═══ Text section

I don't have that one, but I do have the $18 70 lumen Rebel MTE version (sku.4862) that came out first, as well as the $19 Cree MTE version. What I can say so far is that the Cree version has noticeably greater output than the Rebel version (note that I haven't done runtimes on either yet). My Cree also has a very floody beam compared to the Rebel version.

Build quality is the same on both: quite good, and is actually a step up from the decent single-stage MTE reviewed here. The switch mechanism is a bit finicky and stiff for switching modes, but works ok.

These are on my list to review - but currently I'm doing runtime tests on the new Luma 301 and Rex 2.1 for the multi-stage 1AA update. I'll keep you posted on my progress ...


----------



## mchlwise (Aug 8, 2007)

EXCELLENT review, as always. :twothumbs

Great tool for making a decision as to which light to buy.


----------



## lightbug (Aug 8, 2007)

Fantastic review selfbuilt. Thank you for your effort!


----------



## selfbuilt (Aug 9, 2007)

Thanks for support guys.

Although most of us are into multi-stage lights now, it's pretty common to see questions in the LED forum on which single-stage is the best to buy. Although I haven't covered all of them here, I think it's a fairly safe rule that build quality is well correlated with price. You get what you pay for.

══════
═══ Data segment

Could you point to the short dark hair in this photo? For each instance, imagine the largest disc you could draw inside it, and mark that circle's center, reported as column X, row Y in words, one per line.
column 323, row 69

══════

- **What is asked**:
Reproduce the flashlight forum thread from the top of the page word for word, from its first line to its last.

- **The answer**:
I don't have that one, but I do have the $18 70 lumen Rebel MTE version (sku.4862) that came out first, as well as the $19 Cree MTE version. What I can say so far is that the Cree version has noticeably greater output than the Rebel version (note that I haven't done runtimes on either yet). My Cree also has a very floody beam compared to the Rebel version.

Build quality is the same on both: quite good, and is actually a step up from the decent single-stage MTE reviewed here. The switch mechanism is a bit finicky and stiff for switching modes, but works ok.

These are on my list to review - but currently I'm doing runtime tests on the new Luma 301 and Rex 2.1 for the multi-stage 1AA update. I'll keep you posted on my progress ...


----------



## mchlwise (Aug 8, 2007)

EXCELLENT review, as always. :twothumbs

Great tool for making a decision as to which light to buy.


----------



## lightbug (Aug 8, 2007)

Fantastic review selfbuilt. Thank you for your effort!


----------



## selfbuilt (Aug 9, 2007)

Thanks for support guys.

Although most of us are into multi-stage lights now, it's pretty common to see questions in the LED forum on which single-stage is the best to buy. Although I haven't covered all of them here, I think it's a fairly safe rule that build quality is well correlated with price. You get what you pay for.